--- Exercise ---
The expected output is exactly the lines below, starting at the line with "#detect distant landmass" and ending at the line with "#detect horizon line", both included; no other line belongs in it.

[Stored data entries]
=-=-=

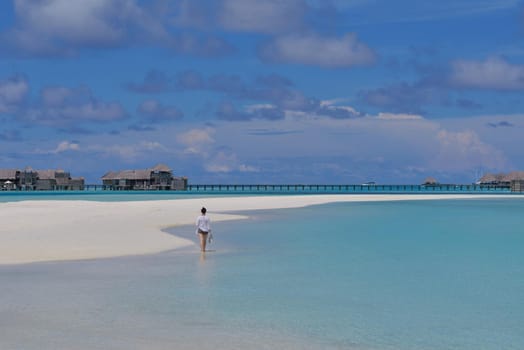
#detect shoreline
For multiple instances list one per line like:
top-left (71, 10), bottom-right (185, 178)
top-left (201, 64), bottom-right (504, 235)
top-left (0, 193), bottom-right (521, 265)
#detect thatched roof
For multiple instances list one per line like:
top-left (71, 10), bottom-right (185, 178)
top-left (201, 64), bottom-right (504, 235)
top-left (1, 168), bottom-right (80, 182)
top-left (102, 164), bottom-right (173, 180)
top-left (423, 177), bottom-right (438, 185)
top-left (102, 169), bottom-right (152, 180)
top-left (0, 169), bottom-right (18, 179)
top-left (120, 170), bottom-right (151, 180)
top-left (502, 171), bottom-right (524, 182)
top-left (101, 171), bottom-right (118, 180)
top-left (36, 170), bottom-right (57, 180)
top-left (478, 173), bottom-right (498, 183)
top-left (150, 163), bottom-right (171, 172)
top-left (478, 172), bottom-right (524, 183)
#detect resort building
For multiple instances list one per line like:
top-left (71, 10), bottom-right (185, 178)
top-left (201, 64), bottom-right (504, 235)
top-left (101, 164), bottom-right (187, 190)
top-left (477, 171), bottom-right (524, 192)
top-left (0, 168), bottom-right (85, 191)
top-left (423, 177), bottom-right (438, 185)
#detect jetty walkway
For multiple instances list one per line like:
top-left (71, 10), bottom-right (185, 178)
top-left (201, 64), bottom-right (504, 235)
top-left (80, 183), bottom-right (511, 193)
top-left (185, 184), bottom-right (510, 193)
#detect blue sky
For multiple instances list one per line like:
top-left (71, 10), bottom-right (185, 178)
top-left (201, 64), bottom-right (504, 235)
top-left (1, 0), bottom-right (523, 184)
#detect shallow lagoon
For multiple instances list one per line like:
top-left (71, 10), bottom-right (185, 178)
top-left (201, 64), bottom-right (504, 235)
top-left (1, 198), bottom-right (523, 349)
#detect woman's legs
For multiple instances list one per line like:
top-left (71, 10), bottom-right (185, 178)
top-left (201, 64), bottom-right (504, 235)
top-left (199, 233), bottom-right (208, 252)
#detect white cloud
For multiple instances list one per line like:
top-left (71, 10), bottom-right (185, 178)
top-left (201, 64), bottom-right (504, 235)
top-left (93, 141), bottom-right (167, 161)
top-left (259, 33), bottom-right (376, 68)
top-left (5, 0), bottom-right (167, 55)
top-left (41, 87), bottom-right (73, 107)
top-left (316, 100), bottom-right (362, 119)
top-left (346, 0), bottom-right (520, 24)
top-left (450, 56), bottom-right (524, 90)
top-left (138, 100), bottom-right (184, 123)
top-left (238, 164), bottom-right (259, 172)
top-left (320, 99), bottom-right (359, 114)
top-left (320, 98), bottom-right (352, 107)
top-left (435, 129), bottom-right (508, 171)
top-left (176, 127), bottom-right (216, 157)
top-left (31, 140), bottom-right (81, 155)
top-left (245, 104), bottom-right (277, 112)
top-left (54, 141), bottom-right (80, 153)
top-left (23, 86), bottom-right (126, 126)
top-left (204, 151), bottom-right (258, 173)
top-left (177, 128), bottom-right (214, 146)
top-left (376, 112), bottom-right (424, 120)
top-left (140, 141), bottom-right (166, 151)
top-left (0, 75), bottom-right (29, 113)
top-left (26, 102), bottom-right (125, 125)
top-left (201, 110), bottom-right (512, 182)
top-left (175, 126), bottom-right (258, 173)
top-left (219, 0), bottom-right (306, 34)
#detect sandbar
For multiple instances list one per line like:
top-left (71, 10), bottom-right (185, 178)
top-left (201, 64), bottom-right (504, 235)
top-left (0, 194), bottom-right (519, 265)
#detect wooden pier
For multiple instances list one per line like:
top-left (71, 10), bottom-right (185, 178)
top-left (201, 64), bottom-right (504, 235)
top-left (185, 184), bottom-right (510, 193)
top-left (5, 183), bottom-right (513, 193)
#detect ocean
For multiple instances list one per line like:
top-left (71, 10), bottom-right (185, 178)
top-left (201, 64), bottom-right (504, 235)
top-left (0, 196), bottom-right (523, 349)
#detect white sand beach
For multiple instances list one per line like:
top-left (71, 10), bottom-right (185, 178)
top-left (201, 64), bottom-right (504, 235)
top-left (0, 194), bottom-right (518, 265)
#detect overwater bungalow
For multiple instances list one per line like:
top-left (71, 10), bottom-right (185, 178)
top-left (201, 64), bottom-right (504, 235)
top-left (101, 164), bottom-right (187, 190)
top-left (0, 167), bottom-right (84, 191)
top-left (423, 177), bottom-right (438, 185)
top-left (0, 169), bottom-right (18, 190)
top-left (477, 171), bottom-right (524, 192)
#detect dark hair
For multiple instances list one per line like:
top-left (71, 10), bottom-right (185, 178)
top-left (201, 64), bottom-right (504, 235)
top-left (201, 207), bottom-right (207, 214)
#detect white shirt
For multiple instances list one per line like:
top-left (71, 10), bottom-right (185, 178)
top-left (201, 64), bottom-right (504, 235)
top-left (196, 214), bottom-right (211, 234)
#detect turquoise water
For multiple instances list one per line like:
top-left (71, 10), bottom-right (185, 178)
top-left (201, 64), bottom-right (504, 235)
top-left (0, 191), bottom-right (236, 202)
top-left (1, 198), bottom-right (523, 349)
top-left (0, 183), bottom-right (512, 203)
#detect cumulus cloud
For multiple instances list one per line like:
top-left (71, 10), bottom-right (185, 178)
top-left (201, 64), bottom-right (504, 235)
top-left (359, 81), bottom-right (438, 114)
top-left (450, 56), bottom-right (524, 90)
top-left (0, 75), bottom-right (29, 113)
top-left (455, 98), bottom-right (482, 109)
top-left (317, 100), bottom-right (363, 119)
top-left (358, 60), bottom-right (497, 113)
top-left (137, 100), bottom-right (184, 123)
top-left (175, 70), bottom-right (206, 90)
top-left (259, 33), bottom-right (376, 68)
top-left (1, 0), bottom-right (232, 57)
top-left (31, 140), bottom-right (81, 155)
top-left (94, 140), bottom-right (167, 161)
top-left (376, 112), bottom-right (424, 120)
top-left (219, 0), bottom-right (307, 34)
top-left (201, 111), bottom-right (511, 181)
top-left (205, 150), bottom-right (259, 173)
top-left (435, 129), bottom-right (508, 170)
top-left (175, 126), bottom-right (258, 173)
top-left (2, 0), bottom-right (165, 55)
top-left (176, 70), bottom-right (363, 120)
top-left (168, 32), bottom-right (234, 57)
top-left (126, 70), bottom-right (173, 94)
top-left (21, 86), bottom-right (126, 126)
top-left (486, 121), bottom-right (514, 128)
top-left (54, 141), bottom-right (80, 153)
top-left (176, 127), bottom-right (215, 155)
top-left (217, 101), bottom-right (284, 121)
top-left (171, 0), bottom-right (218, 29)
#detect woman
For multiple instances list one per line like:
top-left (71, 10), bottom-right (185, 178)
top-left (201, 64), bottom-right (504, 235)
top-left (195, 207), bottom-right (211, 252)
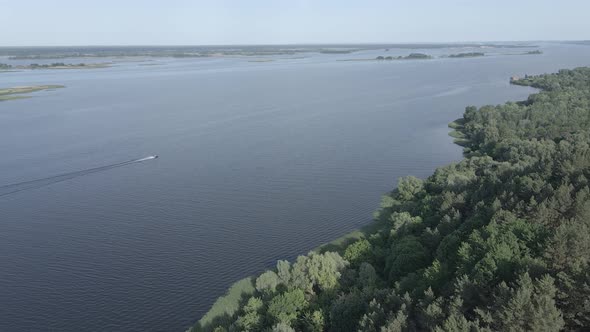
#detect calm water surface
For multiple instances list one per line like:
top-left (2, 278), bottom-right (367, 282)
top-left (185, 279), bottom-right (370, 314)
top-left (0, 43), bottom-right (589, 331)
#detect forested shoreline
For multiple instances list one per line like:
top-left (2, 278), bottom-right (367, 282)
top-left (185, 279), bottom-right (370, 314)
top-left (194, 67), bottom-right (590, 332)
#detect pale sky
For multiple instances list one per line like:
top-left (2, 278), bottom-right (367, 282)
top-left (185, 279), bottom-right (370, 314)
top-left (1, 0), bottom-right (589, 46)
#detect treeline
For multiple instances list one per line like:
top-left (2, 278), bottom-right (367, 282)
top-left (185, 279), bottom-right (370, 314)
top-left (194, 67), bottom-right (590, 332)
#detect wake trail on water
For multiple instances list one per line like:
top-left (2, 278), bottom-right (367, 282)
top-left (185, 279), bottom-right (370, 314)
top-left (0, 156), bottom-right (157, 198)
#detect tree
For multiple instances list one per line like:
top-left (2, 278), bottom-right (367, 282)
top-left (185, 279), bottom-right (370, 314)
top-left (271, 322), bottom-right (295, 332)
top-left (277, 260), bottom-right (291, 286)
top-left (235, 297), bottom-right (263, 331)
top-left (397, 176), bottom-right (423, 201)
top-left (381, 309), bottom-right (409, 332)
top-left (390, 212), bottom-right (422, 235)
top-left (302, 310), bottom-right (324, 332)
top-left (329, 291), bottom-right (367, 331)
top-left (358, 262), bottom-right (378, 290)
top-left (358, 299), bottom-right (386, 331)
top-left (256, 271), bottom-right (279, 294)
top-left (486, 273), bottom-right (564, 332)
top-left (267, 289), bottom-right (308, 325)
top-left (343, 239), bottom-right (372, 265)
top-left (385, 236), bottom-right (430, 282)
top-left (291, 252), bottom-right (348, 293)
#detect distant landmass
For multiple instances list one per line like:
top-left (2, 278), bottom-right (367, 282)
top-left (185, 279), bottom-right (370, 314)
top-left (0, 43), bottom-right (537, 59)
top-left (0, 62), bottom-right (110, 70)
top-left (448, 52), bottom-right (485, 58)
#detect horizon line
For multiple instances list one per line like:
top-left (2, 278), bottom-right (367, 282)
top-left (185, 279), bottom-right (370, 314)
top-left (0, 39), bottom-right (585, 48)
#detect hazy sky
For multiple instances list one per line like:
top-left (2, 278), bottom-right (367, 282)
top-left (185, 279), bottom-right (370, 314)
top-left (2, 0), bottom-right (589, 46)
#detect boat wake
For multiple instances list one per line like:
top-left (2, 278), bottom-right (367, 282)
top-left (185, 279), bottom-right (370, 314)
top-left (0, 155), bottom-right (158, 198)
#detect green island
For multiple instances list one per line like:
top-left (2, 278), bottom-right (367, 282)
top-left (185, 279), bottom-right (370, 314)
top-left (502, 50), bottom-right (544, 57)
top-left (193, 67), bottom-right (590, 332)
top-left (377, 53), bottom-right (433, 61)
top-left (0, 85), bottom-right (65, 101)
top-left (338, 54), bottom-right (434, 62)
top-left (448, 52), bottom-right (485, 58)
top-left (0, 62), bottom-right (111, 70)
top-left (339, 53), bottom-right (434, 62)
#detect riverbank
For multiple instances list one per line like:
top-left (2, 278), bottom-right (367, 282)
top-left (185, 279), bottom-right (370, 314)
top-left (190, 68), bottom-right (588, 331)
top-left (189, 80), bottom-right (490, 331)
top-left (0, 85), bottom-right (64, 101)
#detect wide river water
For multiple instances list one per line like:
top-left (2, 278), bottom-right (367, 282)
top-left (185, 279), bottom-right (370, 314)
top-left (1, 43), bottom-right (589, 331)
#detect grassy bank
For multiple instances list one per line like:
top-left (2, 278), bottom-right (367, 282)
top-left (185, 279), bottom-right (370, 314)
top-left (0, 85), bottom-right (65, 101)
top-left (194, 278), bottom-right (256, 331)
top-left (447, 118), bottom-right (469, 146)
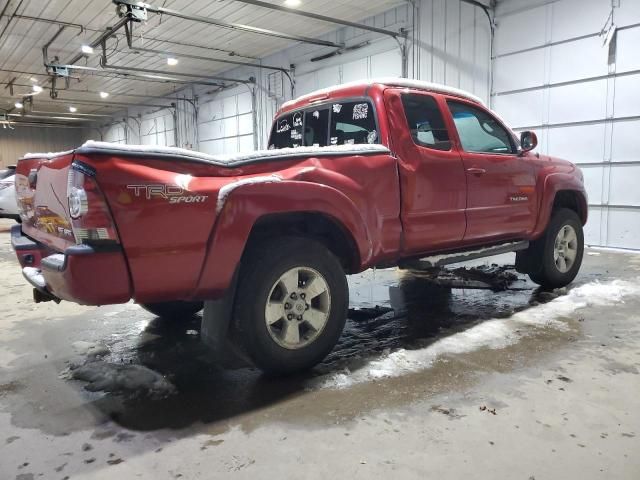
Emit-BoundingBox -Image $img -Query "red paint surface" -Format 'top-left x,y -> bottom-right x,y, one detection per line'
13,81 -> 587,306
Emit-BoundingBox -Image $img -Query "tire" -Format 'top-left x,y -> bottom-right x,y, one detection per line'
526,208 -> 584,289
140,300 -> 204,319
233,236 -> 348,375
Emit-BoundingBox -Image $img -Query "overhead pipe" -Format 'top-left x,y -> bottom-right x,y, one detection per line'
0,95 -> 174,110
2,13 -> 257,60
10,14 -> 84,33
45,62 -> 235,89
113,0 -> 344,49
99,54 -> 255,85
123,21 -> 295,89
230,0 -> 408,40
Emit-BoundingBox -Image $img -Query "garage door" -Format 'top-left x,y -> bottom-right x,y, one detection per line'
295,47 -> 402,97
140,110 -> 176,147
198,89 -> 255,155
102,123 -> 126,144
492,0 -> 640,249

=-=-=

--- Reply to the exercise ---
#detect distant landmass
For multiple instances list one per line like:
top-left (2, 278), bottom-right (367, 282)
top-left (185, 279), bottom-right (370, 314)
top-left (0, 43), bottom-right (537, 59)
top-left (0, 62), bottom-right (110, 70)
top-left (448, 52), bottom-right (485, 58)
#detect horizon line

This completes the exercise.